*Goals*.
**a.** Please output the passage from the plow forum thread word for word, beginning at the words "You have twos" and stopping after the words "just plain ugly!".
**b.** In the plow forum thread, how much does 06HD BOSS recall taking off when trimming the air dam?

*Extract to read*.
# 2011 f2250 front lower foil



## ramrod98 (Nov 5, 2002)

wondering if anyone has removed this lower foil from under the front bumper when installing a plow ? seems to not have much ground clearance with it on. i am taking delivery this tuesday of my 11 f250 and the plow is suppose to be installed tuesday morning. Might have them take it off instead of cutting to put the plow mount on. any suggestions would be appreciated or if anyone has done this or not


----------



## swtiih (Nov 30, 2008)

You have twos choice remove it or notch it. Most trucks I see don't have them.


----------



## wizardsr (Aug 8, 2006)

You could trim the whole thing shorter too. I know it's there for fuel economy, but them big air dams are just plain ugly!


----------



## exmark1 (Nov 30, 2005)

I took mine off completely, that's what everyone around here does weather it's put on at a dealer or at home. Alot of them that don't even have plows you see running around with that air dam removed


----------



## gtstang462002 (Dec 23, 2009)

I notched mine, it just about covers the Boss mount completely. I think that it looks better with it than without it.


----------



## 06HD BOSS (Nov 28, 2005)

I trimmed mine. If i remember, i think i took about 3" or 4" off.


----------



## seville009 (Sep 9, 2002)

They just notched mine to install the brackets for a Western MVP - barely noticable.


----------



## gtstang462002 (Dec 23, 2009)




----------



## snorider075 (Apr 3, 2010)

Took it off. Then will put it back on when truck gets traded.


----------



## Brian Young (Aug 13, 2005)

Personally, I would just have them remove it, its just one more thing that could crack or just break off while plowing. Then if and when you trade it in stick it back on.


----------



## Brian Young (Aug 13, 2005)

06HDBOSS thats a bad ars looking little red wagon you got there.


----------

Excerpts from location labeling data:
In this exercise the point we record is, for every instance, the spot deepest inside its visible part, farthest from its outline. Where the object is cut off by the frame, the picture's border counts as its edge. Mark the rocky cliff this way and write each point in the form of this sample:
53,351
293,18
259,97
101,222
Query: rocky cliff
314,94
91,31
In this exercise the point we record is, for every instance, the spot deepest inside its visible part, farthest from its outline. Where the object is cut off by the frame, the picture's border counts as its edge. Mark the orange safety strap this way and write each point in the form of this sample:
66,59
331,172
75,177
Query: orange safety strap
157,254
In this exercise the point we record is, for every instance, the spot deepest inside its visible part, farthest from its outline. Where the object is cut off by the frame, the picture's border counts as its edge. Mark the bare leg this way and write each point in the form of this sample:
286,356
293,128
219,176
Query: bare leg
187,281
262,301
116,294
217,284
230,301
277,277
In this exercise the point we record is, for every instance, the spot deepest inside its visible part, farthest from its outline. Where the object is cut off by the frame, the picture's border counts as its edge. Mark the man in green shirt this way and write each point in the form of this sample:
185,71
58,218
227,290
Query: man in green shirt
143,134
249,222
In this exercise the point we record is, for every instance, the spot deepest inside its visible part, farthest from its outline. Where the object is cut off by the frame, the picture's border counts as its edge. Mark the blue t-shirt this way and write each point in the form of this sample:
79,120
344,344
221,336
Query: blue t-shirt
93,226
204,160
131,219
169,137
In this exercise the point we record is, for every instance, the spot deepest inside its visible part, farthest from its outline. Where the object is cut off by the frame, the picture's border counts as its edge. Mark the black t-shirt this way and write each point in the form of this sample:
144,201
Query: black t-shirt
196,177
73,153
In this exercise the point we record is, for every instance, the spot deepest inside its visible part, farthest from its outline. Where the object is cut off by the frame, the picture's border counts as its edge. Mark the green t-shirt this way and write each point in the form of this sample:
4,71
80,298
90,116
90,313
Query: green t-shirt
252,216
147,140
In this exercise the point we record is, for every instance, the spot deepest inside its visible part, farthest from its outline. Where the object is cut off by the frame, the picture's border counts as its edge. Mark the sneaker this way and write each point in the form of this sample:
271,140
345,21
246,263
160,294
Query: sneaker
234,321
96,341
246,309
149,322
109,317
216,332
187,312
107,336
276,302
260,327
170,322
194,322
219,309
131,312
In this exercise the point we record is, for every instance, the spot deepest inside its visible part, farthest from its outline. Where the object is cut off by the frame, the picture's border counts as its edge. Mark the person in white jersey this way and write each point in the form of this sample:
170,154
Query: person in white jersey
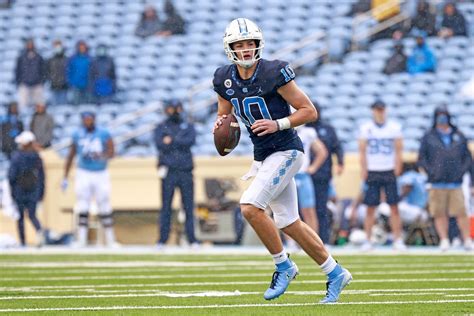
304,184
94,147
380,148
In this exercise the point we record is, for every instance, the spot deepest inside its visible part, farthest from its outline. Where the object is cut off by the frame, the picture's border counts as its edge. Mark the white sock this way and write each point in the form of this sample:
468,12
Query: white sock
82,235
109,235
328,265
280,257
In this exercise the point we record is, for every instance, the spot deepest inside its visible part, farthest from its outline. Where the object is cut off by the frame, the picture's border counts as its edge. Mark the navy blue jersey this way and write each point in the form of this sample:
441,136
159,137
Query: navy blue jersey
257,98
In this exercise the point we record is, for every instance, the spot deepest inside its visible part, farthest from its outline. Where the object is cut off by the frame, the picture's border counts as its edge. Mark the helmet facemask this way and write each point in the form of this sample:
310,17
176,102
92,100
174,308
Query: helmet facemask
240,30
246,63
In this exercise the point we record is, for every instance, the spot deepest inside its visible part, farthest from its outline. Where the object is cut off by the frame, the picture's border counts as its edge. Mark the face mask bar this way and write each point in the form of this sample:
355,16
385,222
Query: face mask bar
246,63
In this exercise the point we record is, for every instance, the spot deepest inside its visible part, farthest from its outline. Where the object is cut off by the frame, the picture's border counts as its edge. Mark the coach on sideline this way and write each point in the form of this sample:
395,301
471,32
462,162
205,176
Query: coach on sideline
174,138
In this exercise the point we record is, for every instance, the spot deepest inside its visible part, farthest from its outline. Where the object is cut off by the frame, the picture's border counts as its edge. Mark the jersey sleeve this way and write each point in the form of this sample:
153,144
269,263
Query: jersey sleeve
218,83
397,130
106,135
363,131
284,73
75,138
406,179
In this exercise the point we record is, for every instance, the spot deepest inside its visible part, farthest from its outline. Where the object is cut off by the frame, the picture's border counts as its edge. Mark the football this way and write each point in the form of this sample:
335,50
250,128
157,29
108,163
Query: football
227,136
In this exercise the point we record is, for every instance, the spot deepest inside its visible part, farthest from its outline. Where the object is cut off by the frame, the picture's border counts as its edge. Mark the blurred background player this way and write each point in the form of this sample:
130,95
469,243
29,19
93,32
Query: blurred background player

*Answers provided*.
**a.**
You have twos choice remove it or notch it. Most trucks I see don't have them.


----------



## wizardsr (Aug 8, 2006)

You could trim the whole thing shorter too. I know it's there for fuel economy, but them big air dams are just plain ugly!

**b.** About 3 or 4 inches.